- Data supplied -
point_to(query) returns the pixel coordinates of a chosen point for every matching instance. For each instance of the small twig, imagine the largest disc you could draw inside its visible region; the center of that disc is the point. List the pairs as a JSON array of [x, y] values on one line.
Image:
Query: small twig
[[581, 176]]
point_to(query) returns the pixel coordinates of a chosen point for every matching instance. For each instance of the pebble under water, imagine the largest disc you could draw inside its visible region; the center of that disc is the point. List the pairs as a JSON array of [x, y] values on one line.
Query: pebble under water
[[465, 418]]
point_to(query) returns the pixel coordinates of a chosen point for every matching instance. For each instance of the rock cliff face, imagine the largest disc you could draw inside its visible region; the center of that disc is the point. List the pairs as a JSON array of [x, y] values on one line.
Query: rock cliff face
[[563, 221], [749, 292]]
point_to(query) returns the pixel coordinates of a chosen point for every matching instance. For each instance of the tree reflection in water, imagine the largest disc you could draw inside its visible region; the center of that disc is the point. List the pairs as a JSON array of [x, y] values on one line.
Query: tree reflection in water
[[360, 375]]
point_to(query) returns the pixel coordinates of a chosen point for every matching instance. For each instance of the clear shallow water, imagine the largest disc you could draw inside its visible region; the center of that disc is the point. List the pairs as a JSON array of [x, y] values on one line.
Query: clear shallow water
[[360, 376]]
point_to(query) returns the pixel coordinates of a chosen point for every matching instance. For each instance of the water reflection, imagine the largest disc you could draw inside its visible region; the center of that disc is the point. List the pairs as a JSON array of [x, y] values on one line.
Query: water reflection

- Stated problem -
Render all of the records above as a numbered list, leaving out blank lines.

- Response below -
1. point_to(query) returns the pixel coordinates of a chosen point for every matching instance. For each instance of the small twig, imagine the largest disc you could draw inside its visible region; the center of that disc is the point. List the pairs as a JSON array of [x, y] values on one line.
2. Image:
3. Query: small twig
4. [[581, 176]]
5. point_to(query) returns the pixel coordinates of a chosen point for every matching instance. For each instance of the pebble under water, imagine the largest disc you could draw inside its visible region; the center of that disc is the point. List the pairs as a JSON array of [x, y] values on one line.
6. Query: pebble under water
7. [[465, 418]]
8. point_to(query) returns the pixel coordinates of a chosen point for every matching instance. For each instance of the rock cliff face, imagine the largest disc you could draw inside its visible region; the center of that disc is the point. List the pairs as a JSON array of [x, y] values on one line.
9. Query: rock cliff face
10. [[563, 221], [749, 292]]
11. point_to(query) returns the pixel coordinates of a chosen point for every matching instance. For each instance of the tree reflection in water, imagine the largest disc you could draw inside its visible region; the center of that disc is the point. List the pairs as a JSON array of [x, y] values on one line.
12. Query: tree reflection in water
13. [[360, 375]]
14. point_to(query) returns the pixel coordinates of a chosen point for every matching instance. For each instance of the clear shallow water, imagine the largest disc you could draw inside its visible region; the center of that disc is the point. List the pairs as a JSON array of [x, y] values on one line.
15. Query: clear shallow water
16. [[360, 376]]
17. point_to(query) returns the pixel coordinates of a chosen point for every matching instance. For each instance of the water reflection, imagine the largest disc you could draw inside its visible region; the center of that disc is the point. List the pairs as a JSON array of [x, y] values on one line.
18. Query: water reflection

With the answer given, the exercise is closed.